Your tasks>
a – Translate this sentence from the passage about books and movies into Spanish: "Movies from books have too much subjective input from the creative process and the people involved in it."
b – In the passage about books and movies, transcribe the text from "Agreed. The theme" up to and including "the authors vision.".
c – Go on with the passage about books and movies, starting after its final sentence.

Passage>
--
8 responses to “The Book Is Always Better

  1. I definitely agree that the books are usually better, even if only because I think it’s amazing how a billion different people can have a billion different interpretations of the same page of words, and can imagine it all so differently.

    Liked by 1 person

  2. Sam

    Agreed. The theme and message if the book always seems more solid to me, because it goes straight from storyteller to recipient. Movies from books have too much subjective input from the creative process and the people involved in it. Plus, books are just so much more personal since they tap into the perspective of the specific reader and allows the unique personality and mind take part of the authors vision.

    One time I overheard a kid tripping out because there was a book “based on his favorite movie”. The movie? Lord of the Rings. (Face palm) it was so naive and enthusiastic that it was cute, but man. That was interesting.
--
Provided data>
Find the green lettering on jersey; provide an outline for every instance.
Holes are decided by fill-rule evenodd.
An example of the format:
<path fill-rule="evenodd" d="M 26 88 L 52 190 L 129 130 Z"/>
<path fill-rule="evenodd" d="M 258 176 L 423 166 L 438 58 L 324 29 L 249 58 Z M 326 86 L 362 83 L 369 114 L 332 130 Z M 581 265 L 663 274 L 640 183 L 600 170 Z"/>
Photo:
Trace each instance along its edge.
--
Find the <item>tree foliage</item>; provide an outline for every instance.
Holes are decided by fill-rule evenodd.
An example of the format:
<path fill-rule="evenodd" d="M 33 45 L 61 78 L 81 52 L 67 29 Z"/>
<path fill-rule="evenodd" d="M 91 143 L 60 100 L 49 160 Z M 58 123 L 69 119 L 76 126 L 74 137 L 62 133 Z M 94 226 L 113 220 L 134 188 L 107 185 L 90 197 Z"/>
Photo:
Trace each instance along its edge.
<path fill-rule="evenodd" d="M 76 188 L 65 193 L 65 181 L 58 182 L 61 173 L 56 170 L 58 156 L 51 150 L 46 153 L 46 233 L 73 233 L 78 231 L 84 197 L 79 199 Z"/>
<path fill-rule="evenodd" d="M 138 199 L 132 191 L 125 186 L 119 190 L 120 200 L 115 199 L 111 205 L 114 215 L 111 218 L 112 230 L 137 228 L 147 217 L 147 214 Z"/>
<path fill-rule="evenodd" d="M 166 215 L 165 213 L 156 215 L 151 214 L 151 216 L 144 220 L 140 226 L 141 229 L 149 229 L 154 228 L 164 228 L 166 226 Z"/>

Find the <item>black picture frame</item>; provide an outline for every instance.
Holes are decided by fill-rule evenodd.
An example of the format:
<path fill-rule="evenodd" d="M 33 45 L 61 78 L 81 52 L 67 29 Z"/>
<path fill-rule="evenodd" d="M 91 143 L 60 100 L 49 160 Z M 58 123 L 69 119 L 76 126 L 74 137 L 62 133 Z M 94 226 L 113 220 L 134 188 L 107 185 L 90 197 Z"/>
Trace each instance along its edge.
--
Results by task>
a – Las películas basadas en libros tienen demasiada aportación subjetiva del proceso creativo y de las personas que participan en él.

b –
Agreed. The theme and message if the book always seems more solid to me, because it goes straight from storyteller to recipient. Movies from books have too much subjective input from the creative process and the people involved in it. Plus, books are just so much more personal since they tap into the perspective of the specific reader and allows the unique personality and mind take part of the authors vision.

c –
    Liked by 1 person

  3. I never yet seen a movie that surpassed the book, with the exception of the Harry Potter series. The fact that the author and the person who wrote the screenplay are the same probably explains that! But, to play devil’s advocate, I have to admit I am not a cinephile. Cinema does not appeal to me much. I prefer the vision the words create for me than someone else’s. And I suspect it is the same for you. The fantasy your brain creates through the reading of a good novel is unparalleled because you are an active reader, where you cannot be an active moviegoer.

    Long life to books and their authors!

    Liked by 1 person

    • Yes, I’d much rather have my imagination have its way with the words in the book than watching it on screen. I do love the Harry Potter movies though, but because they were not able to fit every detail from the books it was understandable when there were small things missing.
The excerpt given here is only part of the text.